= Problem description =
Below is a set of entries; copy all of them exactly.

--- Data to use Enclosed Below ---

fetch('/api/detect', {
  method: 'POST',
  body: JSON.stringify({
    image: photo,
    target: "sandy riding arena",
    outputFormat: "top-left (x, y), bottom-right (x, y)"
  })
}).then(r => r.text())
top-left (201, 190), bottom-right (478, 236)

--- End of Enclosed Data to use ---

= Output for this task =
fetch('/api/detect', {
  method: 'POST',
  body: JSON.stringify({
    image: photo,
    target: "sandy riding arena",
    outputFormat: "top-left (x, y), bottom-right (x, y)"
  })
}).then(r => r.text())
top-left (201, 190), bottom-right (478, 236)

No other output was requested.